---------- SUPPLIED DATA
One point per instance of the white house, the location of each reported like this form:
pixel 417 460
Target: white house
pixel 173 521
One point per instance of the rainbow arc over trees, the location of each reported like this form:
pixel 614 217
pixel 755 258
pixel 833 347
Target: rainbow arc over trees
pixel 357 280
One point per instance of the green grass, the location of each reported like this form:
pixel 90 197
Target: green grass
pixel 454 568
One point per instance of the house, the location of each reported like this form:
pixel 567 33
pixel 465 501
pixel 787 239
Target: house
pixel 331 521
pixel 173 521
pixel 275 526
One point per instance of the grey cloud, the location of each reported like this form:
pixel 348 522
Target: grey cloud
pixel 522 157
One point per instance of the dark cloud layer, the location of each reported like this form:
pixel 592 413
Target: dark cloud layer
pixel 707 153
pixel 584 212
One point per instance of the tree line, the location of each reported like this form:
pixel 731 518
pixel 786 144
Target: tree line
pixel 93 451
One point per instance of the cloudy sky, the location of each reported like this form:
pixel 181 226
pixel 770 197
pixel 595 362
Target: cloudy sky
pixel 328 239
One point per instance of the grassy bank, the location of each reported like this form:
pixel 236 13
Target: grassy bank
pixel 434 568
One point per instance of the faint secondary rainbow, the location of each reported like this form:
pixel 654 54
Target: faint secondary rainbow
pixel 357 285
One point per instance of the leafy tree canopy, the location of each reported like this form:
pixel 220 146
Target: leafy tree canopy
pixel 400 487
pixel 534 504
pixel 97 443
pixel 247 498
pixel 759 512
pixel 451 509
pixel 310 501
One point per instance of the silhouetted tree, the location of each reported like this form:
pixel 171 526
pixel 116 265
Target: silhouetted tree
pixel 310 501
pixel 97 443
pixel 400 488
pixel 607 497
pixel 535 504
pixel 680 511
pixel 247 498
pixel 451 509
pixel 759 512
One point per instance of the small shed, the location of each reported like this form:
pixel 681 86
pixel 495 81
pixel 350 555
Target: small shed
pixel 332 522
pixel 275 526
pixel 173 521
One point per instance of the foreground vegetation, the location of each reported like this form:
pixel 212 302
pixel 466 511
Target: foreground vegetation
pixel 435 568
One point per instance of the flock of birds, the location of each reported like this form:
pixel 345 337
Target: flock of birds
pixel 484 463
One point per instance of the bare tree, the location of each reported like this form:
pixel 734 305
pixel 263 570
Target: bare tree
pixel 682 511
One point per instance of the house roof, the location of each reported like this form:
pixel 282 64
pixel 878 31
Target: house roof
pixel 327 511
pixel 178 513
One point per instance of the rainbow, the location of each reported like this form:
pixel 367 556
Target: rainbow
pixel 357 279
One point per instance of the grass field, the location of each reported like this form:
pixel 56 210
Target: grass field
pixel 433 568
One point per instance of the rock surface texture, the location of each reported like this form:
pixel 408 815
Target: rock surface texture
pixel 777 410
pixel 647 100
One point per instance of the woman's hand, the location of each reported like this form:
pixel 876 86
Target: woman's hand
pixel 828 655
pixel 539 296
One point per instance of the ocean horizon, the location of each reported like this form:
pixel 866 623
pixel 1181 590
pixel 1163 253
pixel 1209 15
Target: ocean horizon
--------------------
SET PROBLEM: Copy out, word for word, the lines of the entries starting at the one containing "One point per instance of the flock" and ending at the one containing "pixel 357 279", with both of those lines included.

WRITTEN RESPONSE:
One point per instance of the flock of birds, the location of each reported like this form:
pixel 345 337
Target: flock of birds
pixel 484 463
One point per instance of the bare tree, the location of each reported like this form:
pixel 734 305
pixel 263 570
Target: bare tree
pixel 682 511
One point per instance of the house roof, the location of each reported like this form:
pixel 282 64
pixel 878 31
Target: house roof
pixel 327 511
pixel 178 513
One point per instance of the rainbow, the location of each reported like this form:
pixel 367 556
Target: rainbow
pixel 357 279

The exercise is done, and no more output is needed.